--- Study material ---

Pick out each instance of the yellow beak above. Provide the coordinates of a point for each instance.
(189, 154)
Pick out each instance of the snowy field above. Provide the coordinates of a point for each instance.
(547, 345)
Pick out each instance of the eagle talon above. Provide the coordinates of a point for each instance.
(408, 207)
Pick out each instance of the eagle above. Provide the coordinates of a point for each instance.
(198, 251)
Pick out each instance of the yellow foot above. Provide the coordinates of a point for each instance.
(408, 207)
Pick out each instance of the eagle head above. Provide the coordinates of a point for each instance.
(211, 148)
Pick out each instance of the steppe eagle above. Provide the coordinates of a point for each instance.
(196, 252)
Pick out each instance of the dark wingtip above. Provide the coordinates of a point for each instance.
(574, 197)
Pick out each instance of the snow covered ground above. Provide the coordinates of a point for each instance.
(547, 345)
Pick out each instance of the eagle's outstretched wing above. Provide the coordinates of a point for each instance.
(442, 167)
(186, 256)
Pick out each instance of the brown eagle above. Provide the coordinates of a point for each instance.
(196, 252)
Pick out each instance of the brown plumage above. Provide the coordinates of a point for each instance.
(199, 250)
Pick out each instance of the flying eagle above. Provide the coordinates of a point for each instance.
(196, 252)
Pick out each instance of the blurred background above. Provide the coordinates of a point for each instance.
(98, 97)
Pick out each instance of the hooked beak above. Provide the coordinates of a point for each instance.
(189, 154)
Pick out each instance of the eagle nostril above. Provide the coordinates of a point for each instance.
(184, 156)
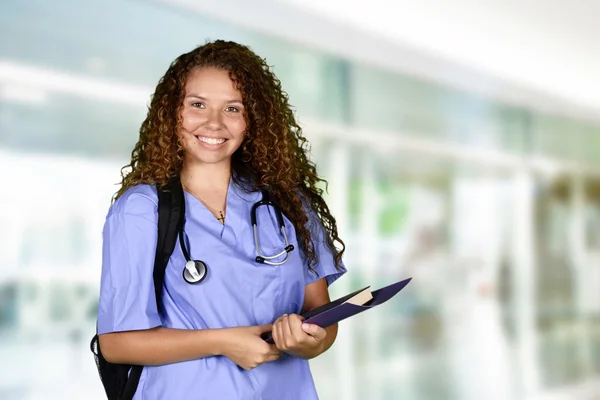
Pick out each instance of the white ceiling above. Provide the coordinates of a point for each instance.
(548, 46)
(541, 54)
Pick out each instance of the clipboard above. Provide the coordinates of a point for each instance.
(347, 306)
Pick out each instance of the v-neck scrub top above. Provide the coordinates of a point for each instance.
(237, 291)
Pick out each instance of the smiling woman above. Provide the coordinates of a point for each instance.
(220, 126)
(213, 122)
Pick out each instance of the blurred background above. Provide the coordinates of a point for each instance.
(460, 139)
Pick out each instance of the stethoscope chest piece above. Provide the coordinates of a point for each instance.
(194, 271)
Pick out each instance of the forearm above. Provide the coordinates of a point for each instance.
(162, 345)
(325, 344)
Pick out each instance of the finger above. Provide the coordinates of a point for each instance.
(273, 356)
(315, 331)
(281, 334)
(264, 328)
(275, 334)
(273, 349)
(286, 329)
(295, 323)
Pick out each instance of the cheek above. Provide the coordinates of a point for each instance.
(190, 120)
(237, 127)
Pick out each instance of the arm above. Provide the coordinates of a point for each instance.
(158, 346)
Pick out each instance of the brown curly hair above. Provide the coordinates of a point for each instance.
(272, 157)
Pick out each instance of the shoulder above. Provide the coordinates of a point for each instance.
(141, 200)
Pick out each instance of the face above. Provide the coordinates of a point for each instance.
(213, 123)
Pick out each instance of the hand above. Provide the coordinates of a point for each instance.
(246, 348)
(297, 338)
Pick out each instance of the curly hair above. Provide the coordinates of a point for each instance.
(272, 157)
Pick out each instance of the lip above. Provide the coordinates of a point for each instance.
(210, 145)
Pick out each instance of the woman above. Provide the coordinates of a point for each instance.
(219, 121)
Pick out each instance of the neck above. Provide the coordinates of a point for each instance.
(202, 177)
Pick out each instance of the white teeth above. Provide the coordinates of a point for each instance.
(210, 140)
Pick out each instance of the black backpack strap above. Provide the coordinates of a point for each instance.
(171, 210)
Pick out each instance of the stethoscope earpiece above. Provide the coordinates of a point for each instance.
(194, 271)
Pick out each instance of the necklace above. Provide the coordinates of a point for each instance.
(220, 218)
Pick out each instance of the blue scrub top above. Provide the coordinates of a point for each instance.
(236, 292)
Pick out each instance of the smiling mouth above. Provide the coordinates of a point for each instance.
(213, 141)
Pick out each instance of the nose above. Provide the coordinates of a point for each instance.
(215, 120)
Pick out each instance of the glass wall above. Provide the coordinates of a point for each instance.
(504, 254)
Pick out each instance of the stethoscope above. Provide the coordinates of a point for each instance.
(196, 270)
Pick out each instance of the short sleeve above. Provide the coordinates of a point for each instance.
(127, 299)
(325, 266)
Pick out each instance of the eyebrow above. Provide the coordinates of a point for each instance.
(230, 101)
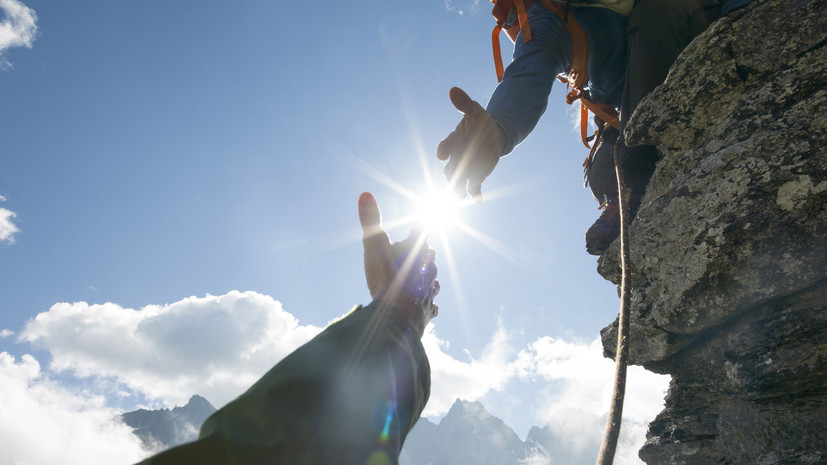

---

* _Task details_: Retype the records exactly. Any image in them should not appear in what you write.

* _Written response_:
Pick out each instance of the yellow beak above. Provide the coordinates of a point for each instance.
(189, 154)
Pick out each instance of the snowy field above. Provide the coordinates of a point for each instance.
(547, 345)
Pick out each instance of the eagle talon above. Provide the coordinates of a point for each instance.
(408, 207)
Pick out each instance of the eagle above. Provide the coordinates of a point for each instance.
(198, 251)
Pick out each instance of the yellow foot above. Provide the coordinates of a point for each instance.
(408, 207)
Pick out each instance of the eagle head above. Provide the coordinates of a point for each instance.
(211, 148)
Pick out each instance of the steppe eagle above. Provide the coordinates of a point for each instance.
(196, 252)
Pick out each instance of the dark wingtip above. Provide the coordinates of a point for each instance.
(574, 197)
Pick out each instance of the snow covered ground above. Provide the coordinates of a point for each instance.
(547, 345)
Pick out each instance of the eagle's outstretched wing above. Provide the coordinates of a point for each instance.
(442, 167)
(186, 256)
Pick out each instance of the brown eagle above. Provide the coordinates of a point for each instance.
(196, 252)
Pick out each instance of the brown plumage above. Provide the coordinates of a point for each instance.
(199, 250)
Pick out each instance of the flying eagle above. Provide the coordinates of a point for each instance.
(196, 252)
Pick out each instance of the blurred background above. Provide the coordinates of a point for each instance.
(98, 97)
Pick out each instance of the hooked beak above. Provide the coordinates of a point for each instance.
(189, 154)
Pick out each instance of the eagle nostril above. Provide the coordinates of a point for each instance.
(184, 156)
Pick out each instance of the white ceiling above. Provide the coordinates of a point for each instance.
(548, 46)
(541, 54)
Pick out each instance of the clipboard above. Provide the coordinates of a point for each instance.
(347, 306)
Pick out each instance of the v-neck scrub top above. Provide the coordinates of a point for each instance.
(237, 291)
Pick out each instance of the smiling woman above. Provide the coordinates of a point for each instance.
(220, 126)
(213, 122)
Pick out each instance of the blurred background above. Provide the coordinates of a point for each instance.
(460, 139)
Pick out each instance of the stethoscope chest piece above. Provide the coordinates of a point for each instance.
(194, 271)
Pick out each instance of the forearm above. Provide the coordinates of a point for each instance.
(162, 345)
(325, 344)
Pick out each instance of the finger above. Provide the coordinates of a point for each instance.
(273, 356)
(315, 331)
(281, 334)
(264, 328)
(275, 334)
(273, 349)
(286, 329)
(295, 323)
Pick out each instance of the cheek above. Provide the coordinates of a point for each instance.
(190, 120)
(237, 127)
Pick out each instance of the arm above. Provide the coordinates of a point for each instance.
(158, 346)
Pick out each instance of the brown curly hair above. Provide the coordinates of a point for each instance.
(272, 157)
Pick out each instance of the shoulder above. Provide the coordinates of a point for each instance.
(141, 200)
Pick out each instance of the face above. Provide the coordinates of a point for each instance.
(213, 123)
Pick out each instance of the hand above. Provide the coordinates of a point for each instance.
(246, 348)
(297, 338)
Pick out each instance of the curly hair above. Provide the coordinates of a point for each instance.
(272, 157)
Pick out each instance of the lip above. Provide the coordinates of a point for each instance.
(210, 145)
Pick out each instance of the woman above. Provide the coordinates of a point for each instance.
(219, 121)
Pick out each instance of the neck above. Provide the coordinates of a point for each instance.
(202, 177)
Pick out each instance of the white teeth above. Provide the coordinates of a point for each instance.
(210, 140)
Pick out each instance of the black backpack strap above. Provide the coordinates of a point for each instance.
(171, 210)
Pick out each instance of the stethoscope earpiece above. Provide the coordinates of a point for each instance.
(194, 271)
Pick out each instance of the necklace above. Provide the coordinates of a point for each instance.
(220, 218)
Pick out each instance of the blue scrub top above. Provide the coordinates of a point for each instance.
(236, 292)
Pick out each instance of the smiling mouth above. Provide the coordinates of a point for each instance.
(213, 141)
Pick out each instance of the nose above. Provide the coordinates of a point for each instance.
(215, 120)
Pick out each instance of the glass wall above. Provide the coordinates of a point for each instance.
(504, 254)
Pick out each instance of the stethoscope above. Provide the coordinates of a point for each instance.
(196, 270)
Pick out each instance of the short sleeve above. Provide the coordinates of a point for each instance.
(127, 299)
(325, 266)
Pick out each instance of the eyebrow above. Provide the coordinates of a point for each instance.
(230, 101)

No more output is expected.